**Extracts from a box-labeled dataset:**

|---|

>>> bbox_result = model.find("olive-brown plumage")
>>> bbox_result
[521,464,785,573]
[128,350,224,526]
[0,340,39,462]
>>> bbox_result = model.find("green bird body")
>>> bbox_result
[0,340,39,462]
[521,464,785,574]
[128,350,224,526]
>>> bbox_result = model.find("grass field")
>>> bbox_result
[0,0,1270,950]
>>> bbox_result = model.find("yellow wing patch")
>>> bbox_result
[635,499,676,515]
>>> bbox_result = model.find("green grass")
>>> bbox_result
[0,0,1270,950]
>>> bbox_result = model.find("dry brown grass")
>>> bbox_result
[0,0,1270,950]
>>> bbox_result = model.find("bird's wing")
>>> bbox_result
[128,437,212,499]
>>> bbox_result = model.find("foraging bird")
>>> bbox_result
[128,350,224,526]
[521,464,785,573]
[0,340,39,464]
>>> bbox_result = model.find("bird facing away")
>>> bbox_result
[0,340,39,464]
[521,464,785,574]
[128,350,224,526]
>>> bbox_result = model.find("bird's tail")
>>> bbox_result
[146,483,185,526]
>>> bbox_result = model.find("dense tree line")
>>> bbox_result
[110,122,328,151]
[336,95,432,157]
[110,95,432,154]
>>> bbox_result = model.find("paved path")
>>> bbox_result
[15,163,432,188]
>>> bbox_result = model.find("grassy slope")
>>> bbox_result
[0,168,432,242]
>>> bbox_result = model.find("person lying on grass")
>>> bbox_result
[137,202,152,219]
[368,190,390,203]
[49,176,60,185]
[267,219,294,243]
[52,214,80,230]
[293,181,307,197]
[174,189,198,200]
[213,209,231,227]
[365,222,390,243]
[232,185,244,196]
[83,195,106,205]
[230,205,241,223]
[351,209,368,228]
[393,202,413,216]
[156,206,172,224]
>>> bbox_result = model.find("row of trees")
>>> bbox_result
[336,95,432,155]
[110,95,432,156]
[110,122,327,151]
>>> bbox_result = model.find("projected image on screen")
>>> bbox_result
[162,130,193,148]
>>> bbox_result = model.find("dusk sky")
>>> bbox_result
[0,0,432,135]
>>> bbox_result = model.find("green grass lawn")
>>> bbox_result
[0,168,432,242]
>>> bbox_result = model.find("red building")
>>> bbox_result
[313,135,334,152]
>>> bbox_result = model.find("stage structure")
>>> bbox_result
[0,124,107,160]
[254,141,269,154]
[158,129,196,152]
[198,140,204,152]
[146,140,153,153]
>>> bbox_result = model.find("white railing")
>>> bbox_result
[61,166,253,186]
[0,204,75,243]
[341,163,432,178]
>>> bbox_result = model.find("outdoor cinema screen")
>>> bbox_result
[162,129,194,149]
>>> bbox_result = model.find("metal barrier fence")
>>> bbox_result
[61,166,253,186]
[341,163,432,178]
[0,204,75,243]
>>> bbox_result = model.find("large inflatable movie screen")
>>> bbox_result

|---|

**Goal:** Return each line above that contains the string "green", treating uppercase and lowercase letters as different.

**Solved problem:**
>>> bbox_result = model.find("green bird body")
>>> bbox_result = model.find("green grass")
>>> bbox_result = model.find("green grass lawn")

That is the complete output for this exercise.